- **Problema proposto**: Per favore, elenca tutti i numeri scritti in cifre nel testo di partenza, nell'ordine in cui compaiono.

- **Testo di partenza**:
········

Dopo il tutto esaurito fatto registrare nei giorni scorsi dal pianista romano Arturo Stàlteri, venerdì 29 aprile la rassegna Le Salon de Musique di Cagliari prosegue con una serata dedicata alla cucina e alle tradizioni dell’Armenia, a più di 100 anni dal Genocidio.

L’appuntamento è alle 20,30 a Cagliari, nell’incantevole Palazzo Siotto in via Dei Genovesi 114, con “La cucina d’Armenia”, letture e musica attraverso cui sarà ripercorso l’omonimo romanzo di Sonya Orfalian, artista, scrittrice e traduttrice figlia della diaspora armena.

········

- **Voci elencate**:
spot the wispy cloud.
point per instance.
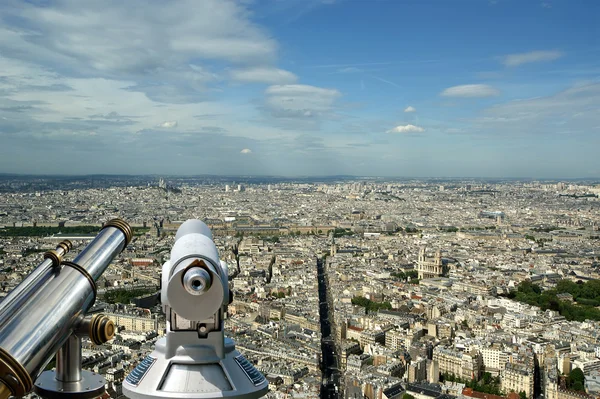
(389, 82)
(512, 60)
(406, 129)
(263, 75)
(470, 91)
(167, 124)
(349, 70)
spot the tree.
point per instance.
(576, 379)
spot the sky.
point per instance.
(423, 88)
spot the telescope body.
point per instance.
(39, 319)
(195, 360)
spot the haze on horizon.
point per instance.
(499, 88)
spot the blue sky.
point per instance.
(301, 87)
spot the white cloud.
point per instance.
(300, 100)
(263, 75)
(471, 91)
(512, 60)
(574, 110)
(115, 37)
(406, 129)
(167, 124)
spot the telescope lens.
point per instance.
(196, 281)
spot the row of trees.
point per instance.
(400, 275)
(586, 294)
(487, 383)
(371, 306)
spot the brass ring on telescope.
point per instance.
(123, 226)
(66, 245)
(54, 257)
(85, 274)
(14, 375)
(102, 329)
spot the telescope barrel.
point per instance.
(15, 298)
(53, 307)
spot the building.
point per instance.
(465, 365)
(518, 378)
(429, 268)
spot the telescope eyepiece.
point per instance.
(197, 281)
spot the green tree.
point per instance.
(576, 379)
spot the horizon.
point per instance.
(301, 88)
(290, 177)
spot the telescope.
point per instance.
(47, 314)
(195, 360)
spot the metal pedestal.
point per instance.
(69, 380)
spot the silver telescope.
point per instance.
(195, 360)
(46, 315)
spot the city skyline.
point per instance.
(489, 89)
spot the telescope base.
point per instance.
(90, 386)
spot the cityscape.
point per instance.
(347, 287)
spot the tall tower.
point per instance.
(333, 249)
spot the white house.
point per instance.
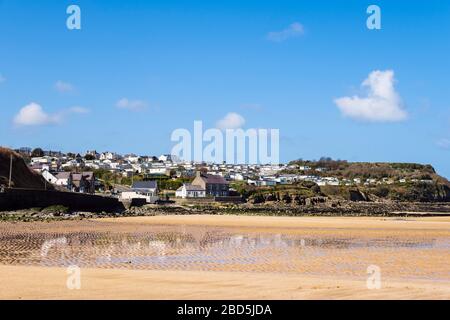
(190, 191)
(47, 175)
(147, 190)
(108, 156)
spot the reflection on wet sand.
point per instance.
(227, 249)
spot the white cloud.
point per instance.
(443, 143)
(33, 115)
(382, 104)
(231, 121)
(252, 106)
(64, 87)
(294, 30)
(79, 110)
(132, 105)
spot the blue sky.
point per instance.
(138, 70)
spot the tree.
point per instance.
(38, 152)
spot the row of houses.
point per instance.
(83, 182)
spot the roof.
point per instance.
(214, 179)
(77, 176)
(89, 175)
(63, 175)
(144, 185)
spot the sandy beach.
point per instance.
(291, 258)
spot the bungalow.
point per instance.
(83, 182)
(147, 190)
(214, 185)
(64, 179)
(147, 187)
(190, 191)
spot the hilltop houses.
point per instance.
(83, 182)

········

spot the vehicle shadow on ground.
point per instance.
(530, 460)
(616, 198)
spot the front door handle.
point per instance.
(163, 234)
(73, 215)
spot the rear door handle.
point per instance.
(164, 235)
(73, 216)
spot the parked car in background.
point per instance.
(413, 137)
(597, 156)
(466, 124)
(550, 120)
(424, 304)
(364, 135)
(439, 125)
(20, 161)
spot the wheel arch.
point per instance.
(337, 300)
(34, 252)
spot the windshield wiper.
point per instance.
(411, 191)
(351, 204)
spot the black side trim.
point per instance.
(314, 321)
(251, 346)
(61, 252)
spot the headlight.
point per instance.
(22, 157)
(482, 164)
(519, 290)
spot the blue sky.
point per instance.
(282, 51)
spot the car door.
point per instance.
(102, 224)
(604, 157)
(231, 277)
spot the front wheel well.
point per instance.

········

- **Risultato dell'esercizio**:
29
100
20,30
114